*Document segment:*

>> start

Carla Chisel

A Life By Design: Carla Chisel Builds A Career in Construction

“I knew I wasn't going to be a carpenter. I knew I wasn't going to pick up a hammer and nail. Because I learned design in high school and then continued on to college, that’s what helped my career,” Carla Chisel recounts. She is a Lac Seul First Nation member who lives in Thunder Bay and works for Matawa First Nations Management as an infrastructure projects coordinator. She coordinates buildings, funding, consultants, project teams and designs from inception to completion. She graduated with a diploma in Architectural Technology and has 22 years of experience in her field. 

As part of her work, she’s done housing inspections, proposal writing, team coordinating and contract administration work. She’s been a field inspector and functions as a technical advisor in the field of infrastructure for the tribal council, guiding them through the process to get their projects built. 

Her dad used to bring home design magazines and house plans that she would flip through, dreaming of building her own home. Chisel got pregnant at a young age and realized she had to go back to school to raise her child. Knowing she was still holding this vision of building her own house, she decided to pursue the architecture technology program. 

Getting to graduation day wasn’t easy. “It took a lot of work and effort and it was hard, although the mindset was there to finish. We were told in that class that only three of us were going to graduate. I was one of those three from that year. It took a lot of dedication and a lot of time,” she recalls. One of the skills she learned was hand drafting, a skill she practices to this day.

>> end

(A run of records)
>> start

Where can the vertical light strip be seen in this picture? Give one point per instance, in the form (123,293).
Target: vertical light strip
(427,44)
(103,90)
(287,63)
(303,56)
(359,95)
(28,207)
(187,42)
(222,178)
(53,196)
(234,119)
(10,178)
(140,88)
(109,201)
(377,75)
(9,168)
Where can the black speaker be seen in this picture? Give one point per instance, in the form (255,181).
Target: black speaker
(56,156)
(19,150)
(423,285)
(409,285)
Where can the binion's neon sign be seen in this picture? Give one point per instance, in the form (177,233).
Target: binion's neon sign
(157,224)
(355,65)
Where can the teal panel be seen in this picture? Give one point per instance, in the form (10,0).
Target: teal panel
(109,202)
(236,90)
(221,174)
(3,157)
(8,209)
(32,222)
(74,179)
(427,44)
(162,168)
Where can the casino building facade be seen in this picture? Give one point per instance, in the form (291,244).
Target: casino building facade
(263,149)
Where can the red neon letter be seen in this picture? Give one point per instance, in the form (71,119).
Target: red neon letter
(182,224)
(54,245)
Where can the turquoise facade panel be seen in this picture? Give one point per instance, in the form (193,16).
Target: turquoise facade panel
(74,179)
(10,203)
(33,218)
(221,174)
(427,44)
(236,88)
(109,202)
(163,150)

>> end

*To be done:*
1 - According to the profile of Carla Chisel, how many years of experience does she have in her field?
2 - Rewrite the entries from the line containing "Where can the binion's" through the end of the entries, with the requests included, and add -106 to each coordinate in the answer points.

*Solution list:*
1 - She has 22 years of experience in her field.

2 -
Where can the binion's neon sign be seen in this picture? Give one point per instance, in the form (177,233).
Target: binion's neon sign
(51,118)
(249,-41)
Where can the teal panel be seen in this picture? Give one point per instance, in the form (10,0).
Target: teal panel
(3,96)
(130,-16)
(115,68)
(-103,51)
(-98,103)
(-74,116)
(-32,73)
(321,-62)
(56,62)
Where can the casino building facade be seen in this picture? Give one point per instance, in the form (291,244).
Target: casino building facade
(157,43)
Where can the red neon letter be seen in this picture? Give one point per instance, in the form (71,119).
Target: red neon letter
(76,118)
(-52,139)
Where can the turquoise facade panel be seen in this picture? Give one point per instance, in the form (193,16).
Target: turquoise facade panel
(-32,73)
(-96,97)
(-73,112)
(115,68)
(321,-62)
(130,-18)
(3,96)
(57,44)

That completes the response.